/---
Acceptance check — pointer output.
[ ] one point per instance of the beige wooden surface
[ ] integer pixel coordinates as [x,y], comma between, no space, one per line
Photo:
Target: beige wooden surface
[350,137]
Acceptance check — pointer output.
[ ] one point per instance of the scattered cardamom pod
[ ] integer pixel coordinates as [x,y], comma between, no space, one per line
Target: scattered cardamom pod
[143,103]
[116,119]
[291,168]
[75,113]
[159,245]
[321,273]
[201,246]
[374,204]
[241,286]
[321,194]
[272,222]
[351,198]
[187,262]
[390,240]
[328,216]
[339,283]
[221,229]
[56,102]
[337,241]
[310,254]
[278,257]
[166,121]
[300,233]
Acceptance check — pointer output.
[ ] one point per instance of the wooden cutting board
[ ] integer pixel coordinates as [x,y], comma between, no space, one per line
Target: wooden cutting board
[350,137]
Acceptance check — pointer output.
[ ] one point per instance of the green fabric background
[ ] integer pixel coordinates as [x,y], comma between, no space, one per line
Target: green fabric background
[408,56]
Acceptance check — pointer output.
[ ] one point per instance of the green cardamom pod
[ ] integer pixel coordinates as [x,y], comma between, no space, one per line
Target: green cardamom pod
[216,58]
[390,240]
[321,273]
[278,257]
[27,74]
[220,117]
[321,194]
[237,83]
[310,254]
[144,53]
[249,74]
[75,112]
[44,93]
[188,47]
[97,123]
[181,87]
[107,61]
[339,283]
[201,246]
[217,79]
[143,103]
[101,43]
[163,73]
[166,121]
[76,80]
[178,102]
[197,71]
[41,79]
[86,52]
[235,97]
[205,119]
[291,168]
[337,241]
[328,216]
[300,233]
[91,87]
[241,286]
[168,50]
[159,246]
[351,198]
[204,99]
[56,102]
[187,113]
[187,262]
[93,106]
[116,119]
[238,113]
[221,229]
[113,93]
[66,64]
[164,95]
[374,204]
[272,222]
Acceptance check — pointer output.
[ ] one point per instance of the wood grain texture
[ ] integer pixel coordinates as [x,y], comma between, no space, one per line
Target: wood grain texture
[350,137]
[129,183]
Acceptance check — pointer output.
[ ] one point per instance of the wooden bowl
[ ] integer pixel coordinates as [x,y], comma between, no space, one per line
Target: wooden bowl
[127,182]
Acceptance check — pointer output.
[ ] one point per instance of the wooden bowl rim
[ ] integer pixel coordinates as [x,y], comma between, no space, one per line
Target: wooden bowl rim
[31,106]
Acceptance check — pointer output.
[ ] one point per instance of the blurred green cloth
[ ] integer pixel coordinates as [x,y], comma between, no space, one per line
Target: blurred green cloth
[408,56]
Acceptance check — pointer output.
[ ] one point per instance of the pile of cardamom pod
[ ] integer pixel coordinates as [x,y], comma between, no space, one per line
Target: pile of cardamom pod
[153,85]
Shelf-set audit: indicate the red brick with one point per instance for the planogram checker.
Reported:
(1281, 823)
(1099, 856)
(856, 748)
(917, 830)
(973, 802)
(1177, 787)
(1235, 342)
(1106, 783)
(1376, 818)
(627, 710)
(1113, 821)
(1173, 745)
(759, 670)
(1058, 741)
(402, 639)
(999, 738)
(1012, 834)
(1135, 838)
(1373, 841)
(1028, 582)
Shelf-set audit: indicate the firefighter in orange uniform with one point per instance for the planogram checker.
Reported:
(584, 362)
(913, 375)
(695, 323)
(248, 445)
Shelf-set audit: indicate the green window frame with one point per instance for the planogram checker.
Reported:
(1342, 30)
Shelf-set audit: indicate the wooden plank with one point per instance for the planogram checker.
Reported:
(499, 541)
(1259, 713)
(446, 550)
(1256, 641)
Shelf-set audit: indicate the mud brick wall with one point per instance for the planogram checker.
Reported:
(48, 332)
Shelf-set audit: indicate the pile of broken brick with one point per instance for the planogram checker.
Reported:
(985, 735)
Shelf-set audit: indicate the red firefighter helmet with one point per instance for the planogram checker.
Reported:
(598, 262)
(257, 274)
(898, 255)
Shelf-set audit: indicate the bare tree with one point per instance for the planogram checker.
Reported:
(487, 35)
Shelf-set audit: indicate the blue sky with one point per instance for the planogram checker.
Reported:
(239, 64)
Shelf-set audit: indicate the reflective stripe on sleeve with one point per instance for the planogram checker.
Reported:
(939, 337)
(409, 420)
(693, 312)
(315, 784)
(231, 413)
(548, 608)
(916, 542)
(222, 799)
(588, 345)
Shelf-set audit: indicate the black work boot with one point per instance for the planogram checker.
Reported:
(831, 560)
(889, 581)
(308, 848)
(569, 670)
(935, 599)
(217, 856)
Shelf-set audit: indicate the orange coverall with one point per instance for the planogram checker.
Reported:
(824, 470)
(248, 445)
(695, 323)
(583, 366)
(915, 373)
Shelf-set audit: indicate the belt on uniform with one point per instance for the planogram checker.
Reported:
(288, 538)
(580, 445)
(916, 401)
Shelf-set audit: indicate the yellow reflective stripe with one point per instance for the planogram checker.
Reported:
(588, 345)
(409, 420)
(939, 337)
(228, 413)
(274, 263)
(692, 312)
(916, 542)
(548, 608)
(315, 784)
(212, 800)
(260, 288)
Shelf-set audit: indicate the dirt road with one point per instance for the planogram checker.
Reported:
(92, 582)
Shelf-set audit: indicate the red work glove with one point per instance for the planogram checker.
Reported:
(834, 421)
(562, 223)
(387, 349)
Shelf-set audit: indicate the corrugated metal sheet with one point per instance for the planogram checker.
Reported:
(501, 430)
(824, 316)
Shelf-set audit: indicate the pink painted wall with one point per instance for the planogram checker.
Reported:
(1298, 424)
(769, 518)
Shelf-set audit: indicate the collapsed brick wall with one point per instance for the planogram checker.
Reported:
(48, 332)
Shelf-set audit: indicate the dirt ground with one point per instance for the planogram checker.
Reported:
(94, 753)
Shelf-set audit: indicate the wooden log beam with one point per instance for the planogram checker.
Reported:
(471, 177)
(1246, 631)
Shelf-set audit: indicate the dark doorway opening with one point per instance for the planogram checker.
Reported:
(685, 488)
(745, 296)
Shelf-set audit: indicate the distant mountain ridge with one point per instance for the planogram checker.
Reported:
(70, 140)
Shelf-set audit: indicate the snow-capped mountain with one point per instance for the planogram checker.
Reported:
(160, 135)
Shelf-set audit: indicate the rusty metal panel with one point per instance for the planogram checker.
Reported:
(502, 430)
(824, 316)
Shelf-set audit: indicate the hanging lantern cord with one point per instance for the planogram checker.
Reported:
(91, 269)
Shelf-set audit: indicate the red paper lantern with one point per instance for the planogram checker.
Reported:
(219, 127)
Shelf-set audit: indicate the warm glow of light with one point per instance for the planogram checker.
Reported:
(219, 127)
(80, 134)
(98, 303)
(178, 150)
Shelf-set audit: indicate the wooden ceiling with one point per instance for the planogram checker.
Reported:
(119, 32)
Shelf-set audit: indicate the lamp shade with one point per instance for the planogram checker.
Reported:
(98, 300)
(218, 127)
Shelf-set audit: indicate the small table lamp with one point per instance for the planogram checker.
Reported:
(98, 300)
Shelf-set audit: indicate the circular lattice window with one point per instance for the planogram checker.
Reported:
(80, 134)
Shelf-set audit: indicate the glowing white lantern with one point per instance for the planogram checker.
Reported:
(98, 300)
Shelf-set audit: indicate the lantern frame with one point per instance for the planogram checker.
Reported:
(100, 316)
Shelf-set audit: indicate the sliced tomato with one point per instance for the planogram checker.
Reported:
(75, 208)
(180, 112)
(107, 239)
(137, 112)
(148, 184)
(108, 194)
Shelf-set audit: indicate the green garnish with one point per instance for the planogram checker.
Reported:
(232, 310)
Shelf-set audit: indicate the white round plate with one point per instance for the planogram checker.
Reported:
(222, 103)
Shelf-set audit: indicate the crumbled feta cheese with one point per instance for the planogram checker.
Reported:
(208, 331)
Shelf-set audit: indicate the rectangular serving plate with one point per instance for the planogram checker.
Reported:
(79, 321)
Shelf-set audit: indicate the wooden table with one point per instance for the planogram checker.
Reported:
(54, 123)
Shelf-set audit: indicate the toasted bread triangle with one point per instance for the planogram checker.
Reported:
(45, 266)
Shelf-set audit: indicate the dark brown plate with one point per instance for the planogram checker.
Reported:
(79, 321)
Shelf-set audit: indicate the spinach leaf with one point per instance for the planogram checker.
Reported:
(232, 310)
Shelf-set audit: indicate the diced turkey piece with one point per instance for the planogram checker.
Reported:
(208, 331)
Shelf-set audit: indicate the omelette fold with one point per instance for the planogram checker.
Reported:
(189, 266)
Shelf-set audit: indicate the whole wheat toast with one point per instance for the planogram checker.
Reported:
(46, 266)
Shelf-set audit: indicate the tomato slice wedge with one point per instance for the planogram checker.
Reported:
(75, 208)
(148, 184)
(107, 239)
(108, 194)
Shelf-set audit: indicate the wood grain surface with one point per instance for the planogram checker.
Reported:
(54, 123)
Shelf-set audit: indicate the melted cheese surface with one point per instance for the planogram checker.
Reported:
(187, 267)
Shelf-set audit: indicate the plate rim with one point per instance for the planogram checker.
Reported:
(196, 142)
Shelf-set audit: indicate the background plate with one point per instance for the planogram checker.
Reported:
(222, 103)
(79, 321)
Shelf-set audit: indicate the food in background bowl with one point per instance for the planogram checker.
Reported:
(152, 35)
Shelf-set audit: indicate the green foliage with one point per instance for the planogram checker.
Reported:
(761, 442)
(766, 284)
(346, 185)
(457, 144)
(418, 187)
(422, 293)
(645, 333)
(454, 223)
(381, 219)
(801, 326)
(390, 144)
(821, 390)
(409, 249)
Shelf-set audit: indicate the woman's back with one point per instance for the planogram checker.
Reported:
\---
Output the line holding "Shelf-set audit: indicate the dark brown", then every later line through the end of the records above, exactly as given and nothing else.

Shelf-set audit: indicate the dark brown plate with one point per instance for the planogram checker.
Reported:
(79, 321)
Shelf-set audit: indicate the spinach leaf with one point per instance for the planogram checker.
Reported:
(232, 310)
Shelf-set audit: indicate the diced turkey piece with one point per instance for the planogram checker.
Reported:
(208, 331)
Shelf-set audit: indicate the omelette fold with one point per instance for the planogram checker.
Reported:
(189, 266)
Shelf-set audit: indicate the whole wheat toast with one point per instance for the planogram checker.
Reported:
(46, 266)
Shelf-set audit: indicate the tomato slice wedge with one point per instance for the planogram checker.
Reported:
(75, 208)
(148, 184)
(107, 239)
(108, 194)
Shelf-set audit: indicate the wood grain surface with one point per instance for the planogram checker.
Reported:
(54, 123)
Shelf-set audit: indicate the melted cheese surface with one point per instance for the planogram checker.
Reported:
(187, 267)
Shelf-set audit: indicate the plate rim with one point per instance for the planogram checker.
Reported:
(196, 142)
Shelf-set audit: indicate the background plate with one point per instance for the planogram checker.
Reported:
(222, 103)
(79, 321)
Shelf-set audit: indicate the food in background bowl with one point per instance for the planogram checker.
Reported:
(152, 35)
Shelf-set audit: indicate the green foliage with one point per instance for the planogram checker.
Reported:
(761, 442)
(766, 284)
(346, 185)
(457, 144)
(418, 187)
(422, 293)
(645, 333)
(454, 223)
(381, 219)
(801, 326)
(390, 144)
(821, 390)
(409, 249)
Shelf-set audit: indicate the woman's back with one point per instance for the planogram checker.
Reported:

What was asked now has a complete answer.